Annotated coordinate entries
+++

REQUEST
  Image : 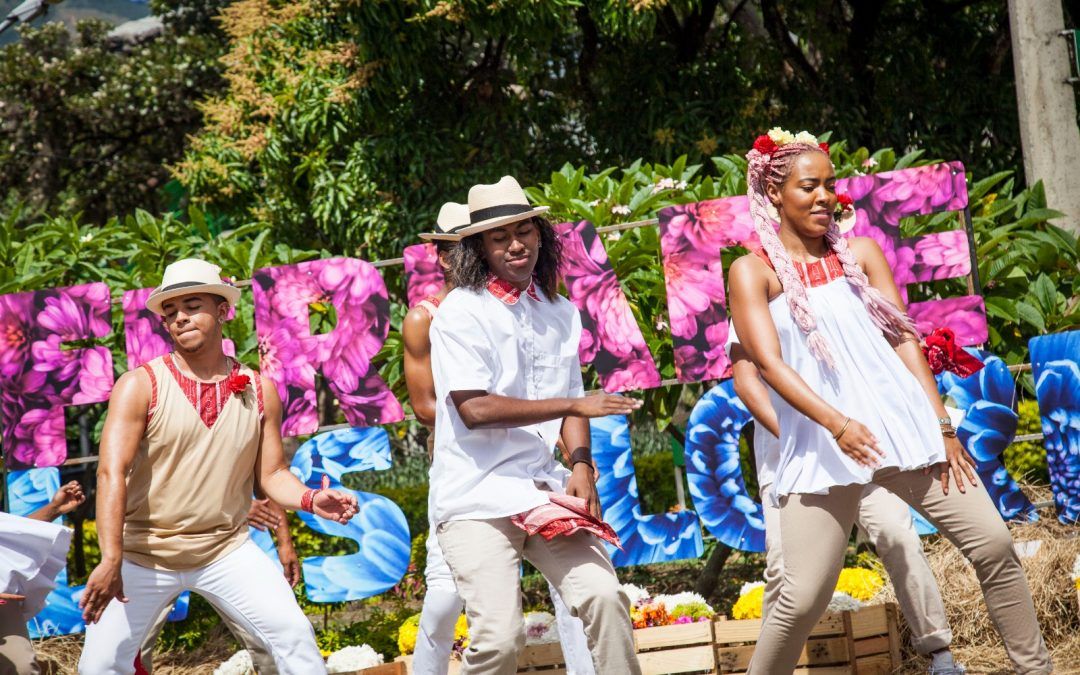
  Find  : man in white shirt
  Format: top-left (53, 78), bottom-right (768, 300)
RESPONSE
top-left (431, 176), bottom-right (640, 675)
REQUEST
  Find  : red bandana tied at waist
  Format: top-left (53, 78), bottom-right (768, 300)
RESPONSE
top-left (510, 492), bottom-right (622, 550)
top-left (922, 328), bottom-right (986, 377)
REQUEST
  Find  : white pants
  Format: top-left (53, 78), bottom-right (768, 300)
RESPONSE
top-left (79, 540), bottom-right (326, 675)
top-left (761, 483), bottom-right (953, 656)
top-left (413, 528), bottom-right (596, 675)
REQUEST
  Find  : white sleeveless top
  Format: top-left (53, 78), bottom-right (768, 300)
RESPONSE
top-left (769, 278), bottom-right (945, 498)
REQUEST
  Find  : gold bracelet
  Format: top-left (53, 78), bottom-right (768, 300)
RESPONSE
top-left (833, 417), bottom-right (851, 441)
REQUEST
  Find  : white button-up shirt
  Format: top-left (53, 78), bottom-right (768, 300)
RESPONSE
top-left (431, 280), bottom-right (584, 524)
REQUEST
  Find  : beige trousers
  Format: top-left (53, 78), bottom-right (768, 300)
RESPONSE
top-left (437, 517), bottom-right (642, 675)
top-left (761, 483), bottom-right (953, 656)
top-left (0, 600), bottom-right (41, 675)
top-left (750, 469), bottom-right (1052, 675)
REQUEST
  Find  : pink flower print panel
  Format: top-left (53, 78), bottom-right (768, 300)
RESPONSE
top-left (402, 244), bottom-right (446, 307)
top-left (660, 197), bottom-right (760, 382)
top-left (556, 220), bottom-right (661, 393)
top-left (252, 258), bottom-right (404, 436)
top-left (121, 288), bottom-right (237, 370)
top-left (0, 283), bottom-right (113, 469)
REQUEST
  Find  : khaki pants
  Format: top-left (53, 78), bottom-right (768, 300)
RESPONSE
top-left (0, 600), bottom-right (41, 675)
top-left (761, 484), bottom-right (953, 656)
top-left (438, 517), bottom-right (642, 675)
top-left (750, 469), bottom-right (1052, 675)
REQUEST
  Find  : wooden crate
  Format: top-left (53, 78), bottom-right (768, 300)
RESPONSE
top-left (345, 660), bottom-right (408, 675)
top-left (715, 603), bottom-right (900, 675)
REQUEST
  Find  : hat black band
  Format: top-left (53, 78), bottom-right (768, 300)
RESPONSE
top-left (158, 281), bottom-right (213, 293)
top-left (466, 204), bottom-right (532, 229)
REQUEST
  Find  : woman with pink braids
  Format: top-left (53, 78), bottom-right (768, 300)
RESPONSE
top-left (729, 129), bottom-right (1052, 675)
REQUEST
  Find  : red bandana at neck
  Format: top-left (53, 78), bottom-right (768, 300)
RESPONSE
top-left (165, 354), bottom-right (251, 428)
top-left (487, 274), bottom-right (540, 305)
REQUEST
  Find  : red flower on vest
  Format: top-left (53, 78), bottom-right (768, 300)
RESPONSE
top-left (225, 370), bottom-right (252, 394)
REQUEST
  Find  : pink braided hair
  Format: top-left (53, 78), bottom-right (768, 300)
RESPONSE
top-left (746, 138), bottom-right (918, 368)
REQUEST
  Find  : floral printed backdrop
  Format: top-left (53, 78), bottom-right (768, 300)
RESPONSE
top-left (252, 258), bottom-right (405, 436)
top-left (660, 162), bottom-right (987, 382)
top-left (937, 348), bottom-right (1039, 521)
top-left (292, 428), bottom-right (411, 603)
top-left (1028, 330), bottom-right (1080, 525)
top-left (591, 415), bottom-right (704, 567)
top-left (121, 288), bottom-right (237, 370)
top-left (557, 220), bottom-right (661, 393)
top-left (0, 283), bottom-right (113, 469)
top-left (686, 380), bottom-right (765, 552)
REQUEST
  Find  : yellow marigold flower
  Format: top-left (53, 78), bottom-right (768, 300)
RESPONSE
top-left (455, 615), bottom-right (469, 649)
top-left (397, 615), bottom-right (420, 653)
top-left (836, 567), bottom-right (885, 603)
top-left (731, 585), bottom-right (765, 619)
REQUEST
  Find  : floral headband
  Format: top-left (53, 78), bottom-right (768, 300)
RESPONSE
top-left (754, 126), bottom-right (828, 156)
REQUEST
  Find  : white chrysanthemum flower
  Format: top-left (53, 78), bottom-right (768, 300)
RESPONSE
top-left (214, 649), bottom-right (255, 675)
top-left (326, 645), bottom-right (384, 673)
top-left (622, 583), bottom-right (652, 606)
top-left (739, 581), bottom-right (765, 597)
top-left (826, 591), bottom-right (863, 611)
top-left (769, 126), bottom-right (795, 146)
top-left (654, 591), bottom-right (713, 611)
top-left (525, 611), bottom-right (558, 645)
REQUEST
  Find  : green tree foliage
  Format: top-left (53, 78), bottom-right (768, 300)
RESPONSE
top-left (0, 16), bottom-right (220, 224)
top-left (176, 0), bottom-right (1045, 259)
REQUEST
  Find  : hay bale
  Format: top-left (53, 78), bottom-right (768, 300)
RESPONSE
top-left (880, 487), bottom-right (1080, 674)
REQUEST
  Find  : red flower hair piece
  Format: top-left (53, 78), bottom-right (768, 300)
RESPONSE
top-left (754, 134), bottom-right (779, 154)
top-left (922, 328), bottom-right (986, 377)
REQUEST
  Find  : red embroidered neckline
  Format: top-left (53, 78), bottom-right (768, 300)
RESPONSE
top-left (487, 274), bottom-right (540, 305)
top-left (754, 248), bottom-right (843, 288)
top-left (164, 354), bottom-right (240, 429)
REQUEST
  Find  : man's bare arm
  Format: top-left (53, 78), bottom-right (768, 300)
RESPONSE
top-left (255, 376), bottom-right (356, 524)
top-left (79, 368), bottom-right (152, 623)
top-left (402, 308), bottom-right (435, 428)
top-left (450, 390), bottom-right (642, 429)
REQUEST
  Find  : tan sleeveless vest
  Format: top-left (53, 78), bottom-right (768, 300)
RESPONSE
top-left (124, 355), bottom-right (262, 570)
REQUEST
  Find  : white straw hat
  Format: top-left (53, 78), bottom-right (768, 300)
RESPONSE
top-left (420, 202), bottom-right (469, 242)
top-left (457, 176), bottom-right (548, 237)
top-left (146, 258), bottom-right (240, 315)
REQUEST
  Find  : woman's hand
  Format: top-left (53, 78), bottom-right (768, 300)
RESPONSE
top-left (829, 417), bottom-right (885, 469)
top-left (937, 436), bottom-right (976, 495)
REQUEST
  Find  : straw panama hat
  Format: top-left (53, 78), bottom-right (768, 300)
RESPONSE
top-left (146, 258), bottom-right (240, 315)
top-left (457, 176), bottom-right (548, 237)
top-left (420, 202), bottom-right (469, 242)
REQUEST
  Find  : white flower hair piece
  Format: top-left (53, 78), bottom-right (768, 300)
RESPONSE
top-left (326, 644), bottom-right (384, 673)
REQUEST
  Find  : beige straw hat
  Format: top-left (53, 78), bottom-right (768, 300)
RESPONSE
top-left (457, 176), bottom-right (548, 237)
top-left (146, 258), bottom-right (240, 315)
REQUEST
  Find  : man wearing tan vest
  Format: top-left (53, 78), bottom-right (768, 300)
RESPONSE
top-left (79, 259), bottom-right (356, 675)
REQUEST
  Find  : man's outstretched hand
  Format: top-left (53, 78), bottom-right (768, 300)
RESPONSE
top-left (311, 489), bottom-right (360, 525)
top-left (79, 561), bottom-right (127, 623)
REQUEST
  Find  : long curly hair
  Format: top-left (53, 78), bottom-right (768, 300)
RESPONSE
top-left (450, 216), bottom-right (563, 298)
top-left (746, 143), bottom-right (919, 367)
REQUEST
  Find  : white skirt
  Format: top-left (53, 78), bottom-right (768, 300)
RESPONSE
top-left (0, 512), bottom-right (71, 621)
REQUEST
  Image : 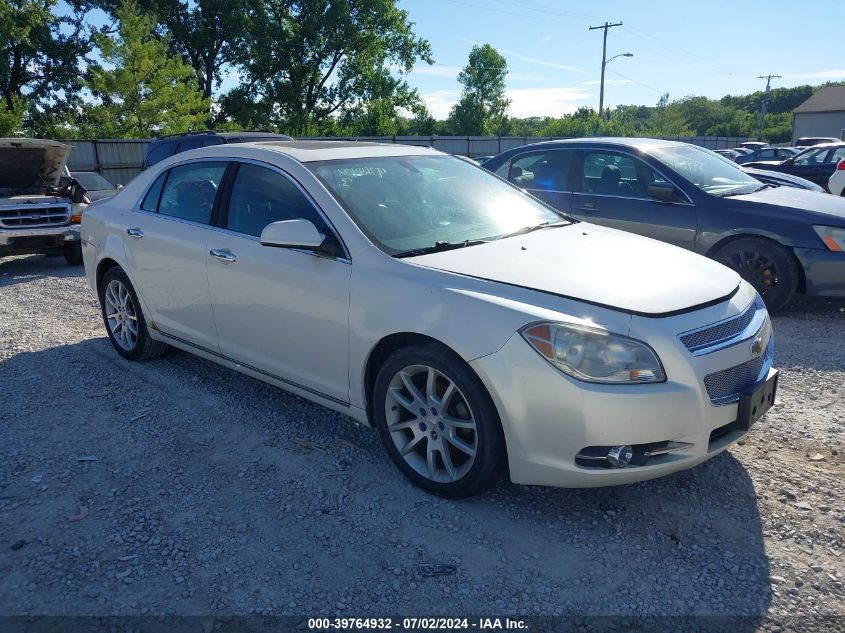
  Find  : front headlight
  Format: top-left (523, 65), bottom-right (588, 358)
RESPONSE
top-left (813, 225), bottom-right (845, 253)
top-left (520, 323), bottom-right (666, 384)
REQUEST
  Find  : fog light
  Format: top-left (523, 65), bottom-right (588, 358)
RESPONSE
top-left (607, 446), bottom-right (634, 468)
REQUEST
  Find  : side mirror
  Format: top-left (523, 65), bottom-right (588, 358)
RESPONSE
top-left (648, 182), bottom-right (678, 202)
top-left (259, 218), bottom-right (338, 257)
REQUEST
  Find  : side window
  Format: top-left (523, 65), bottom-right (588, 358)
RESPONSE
top-left (226, 164), bottom-right (325, 237)
top-left (145, 142), bottom-right (175, 167)
top-left (794, 149), bottom-right (828, 165)
top-left (158, 162), bottom-right (226, 224)
top-left (581, 150), bottom-right (666, 200)
top-left (508, 149), bottom-right (573, 191)
top-left (141, 172), bottom-right (167, 213)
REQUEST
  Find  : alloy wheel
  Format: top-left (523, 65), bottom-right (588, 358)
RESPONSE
top-left (723, 250), bottom-right (778, 295)
top-left (385, 365), bottom-right (478, 483)
top-left (104, 279), bottom-right (138, 352)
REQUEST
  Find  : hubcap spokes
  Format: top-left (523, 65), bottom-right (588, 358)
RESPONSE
top-left (385, 365), bottom-right (478, 483)
top-left (105, 279), bottom-right (138, 351)
top-left (725, 251), bottom-right (778, 295)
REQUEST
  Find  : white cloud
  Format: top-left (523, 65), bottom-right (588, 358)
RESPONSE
top-left (783, 70), bottom-right (845, 80)
top-left (420, 90), bottom-right (461, 119)
top-left (507, 88), bottom-right (591, 118)
top-left (411, 64), bottom-right (462, 77)
top-left (458, 37), bottom-right (584, 73)
top-left (422, 88), bottom-right (592, 119)
top-left (499, 48), bottom-right (584, 73)
top-left (581, 79), bottom-right (634, 86)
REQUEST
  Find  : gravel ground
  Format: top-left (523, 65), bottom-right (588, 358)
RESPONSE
top-left (0, 257), bottom-right (845, 631)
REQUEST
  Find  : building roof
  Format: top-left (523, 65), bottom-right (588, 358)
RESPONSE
top-left (793, 86), bottom-right (845, 114)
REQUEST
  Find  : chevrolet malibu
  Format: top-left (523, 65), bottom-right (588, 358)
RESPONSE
top-left (82, 141), bottom-right (777, 497)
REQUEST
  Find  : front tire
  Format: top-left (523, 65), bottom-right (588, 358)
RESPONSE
top-left (713, 237), bottom-right (800, 312)
top-left (99, 266), bottom-right (168, 361)
top-left (373, 344), bottom-right (506, 499)
top-left (65, 242), bottom-right (82, 266)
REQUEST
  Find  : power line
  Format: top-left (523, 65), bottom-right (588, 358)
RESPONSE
top-left (590, 22), bottom-right (622, 118)
top-left (757, 75), bottom-right (781, 139)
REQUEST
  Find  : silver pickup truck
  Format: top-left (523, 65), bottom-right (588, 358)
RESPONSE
top-left (0, 138), bottom-right (87, 265)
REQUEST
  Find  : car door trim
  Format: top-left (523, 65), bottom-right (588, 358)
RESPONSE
top-left (156, 328), bottom-right (351, 408)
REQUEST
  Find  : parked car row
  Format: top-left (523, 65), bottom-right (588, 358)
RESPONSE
top-left (484, 138), bottom-right (845, 310)
top-left (82, 140), bottom-right (784, 497)
top-left (4, 134), bottom-right (845, 497)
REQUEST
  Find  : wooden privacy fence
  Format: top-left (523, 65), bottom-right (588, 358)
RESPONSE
top-left (62, 136), bottom-right (748, 184)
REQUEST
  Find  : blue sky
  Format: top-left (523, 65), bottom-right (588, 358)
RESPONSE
top-left (399, 0), bottom-right (845, 118)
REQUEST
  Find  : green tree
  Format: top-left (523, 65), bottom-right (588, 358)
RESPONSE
top-left (222, 0), bottom-right (432, 134)
top-left (86, 0), bottom-right (209, 137)
top-left (0, 0), bottom-right (91, 126)
top-left (103, 0), bottom-right (247, 99)
top-left (449, 44), bottom-right (510, 136)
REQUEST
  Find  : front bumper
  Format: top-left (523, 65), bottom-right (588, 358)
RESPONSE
top-left (0, 224), bottom-right (80, 255)
top-left (470, 284), bottom-right (773, 487)
top-left (795, 248), bottom-right (845, 297)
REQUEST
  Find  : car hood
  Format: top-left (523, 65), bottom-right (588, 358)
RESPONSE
top-left (0, 138), bottom-right (73, 189)
top-left (734, 187), bottom-right (845, 226)
top-left (404, 222), bottom-right (740, 316)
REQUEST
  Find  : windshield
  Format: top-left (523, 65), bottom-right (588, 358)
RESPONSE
top-left (651, 145), bottom-right (762, 196)
top-left (73, 171), bottom-right (114, 191)
top-left (308, 156), bottom-right (564, 255)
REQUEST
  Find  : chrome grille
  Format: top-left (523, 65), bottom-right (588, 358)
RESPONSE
top-left (704, 339), bottom-right (774, 405)
top-left (0, 205), bottom-right (70, 229)
top-left (680, 301), bottom-right (763, 352)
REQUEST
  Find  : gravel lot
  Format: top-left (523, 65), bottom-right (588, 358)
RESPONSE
top-left (0, 257), bottom-right (845, 631)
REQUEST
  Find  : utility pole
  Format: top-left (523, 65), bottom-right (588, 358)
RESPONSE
top-left (757, 75), bottom-right (780, 141)
top-left (590, 22), bottom-right (622, 118)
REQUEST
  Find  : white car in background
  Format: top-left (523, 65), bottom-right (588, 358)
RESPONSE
top-left (827, 158), bottom-right (845, 196)
top-left (82, 141), bottom-right (777, 497)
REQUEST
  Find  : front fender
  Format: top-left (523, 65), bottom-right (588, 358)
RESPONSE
top-left (349, 262), bottom-right (631, 408)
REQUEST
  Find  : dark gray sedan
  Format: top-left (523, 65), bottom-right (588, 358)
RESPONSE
top-left (484, 138), bottom-right (845, 310)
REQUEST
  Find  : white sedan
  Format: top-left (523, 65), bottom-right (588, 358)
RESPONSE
top-left (827, 158), bottom-right (845, 196)
top-left (82, 142), bottom-right (777, 497)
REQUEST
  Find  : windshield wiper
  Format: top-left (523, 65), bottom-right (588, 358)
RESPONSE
top-left (393, 240), bottom-right (487, 258)
top-left (496, 220), bottom-right (572, 240)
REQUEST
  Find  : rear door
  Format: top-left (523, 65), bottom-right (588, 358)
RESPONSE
top-left (206, 163), bottom-right (352, 404)
top-left (571, 149), bottom-right (697, 249)
top-left (786, 147), bottom-right (836, 187)
top-left (507, 149), bottom-right (577, 213)
top-left (124, 161), bottom-right (228, 351)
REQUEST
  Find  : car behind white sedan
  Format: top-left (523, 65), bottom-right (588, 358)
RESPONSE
top-left (82, 142), bottom-right (777, 497)
top-left (827, 158), bottom-right (845, 196)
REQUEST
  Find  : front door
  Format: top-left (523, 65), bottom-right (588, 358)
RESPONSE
top-left (508, 149), bottom-right (576, 213)
top-left (207, 163), bottom-right (352, 404)
top-left (124, 161), bottom-right (227, 351)
top-left (571, 149), bottom-right (697, 249)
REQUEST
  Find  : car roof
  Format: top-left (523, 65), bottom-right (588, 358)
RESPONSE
top-left (504, 136), bottom-right (689, 150)
top-left (200, 141), bottom-right (446, 163)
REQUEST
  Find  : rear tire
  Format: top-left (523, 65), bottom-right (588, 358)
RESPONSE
top-left (372, 344), bottom-right (507, 499)
top-left (99, 266), bottom-right (169, 361)
top-left (713, 237), bottom-right (801, 312)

+++

**EXERCISE GOAL**
Rewrite the part of the entries that opens with the first line and closes with the line containing "top-left (413, 528), bottom-right (596, 675)", both ends included, adding 86 to every coordinate in the answers. Include the requests too, but leave out the pictures.

**ANSWER TO THIS PROBLEM**
REQUEST
  Image : 
  Find  : man in white shirt
  Format: top-left (53, 78), bottom-right (768, 300)
RESPONSE
top-left (517, 262), bottom-right (726, 761)
REQUEST
  Find  : red bandana tied at waist
  Format: top-left (53, 78), bottom-right (768, 300)
RESPONSE
top-left (596, 578), bottom-right (708, 636)
top-left (1008, 414), bottom-right (1072, 463)
REQUEST
  Find  : white pants
  Format: top-left (53, 78), bottom-right (768, 300)
RESPONSE
top-left (165, 626), bottom-right (412, 761)
top-left (847, 569), bottom-right (1039, 742)
top-left (499, 614), bottom-right (682, 761)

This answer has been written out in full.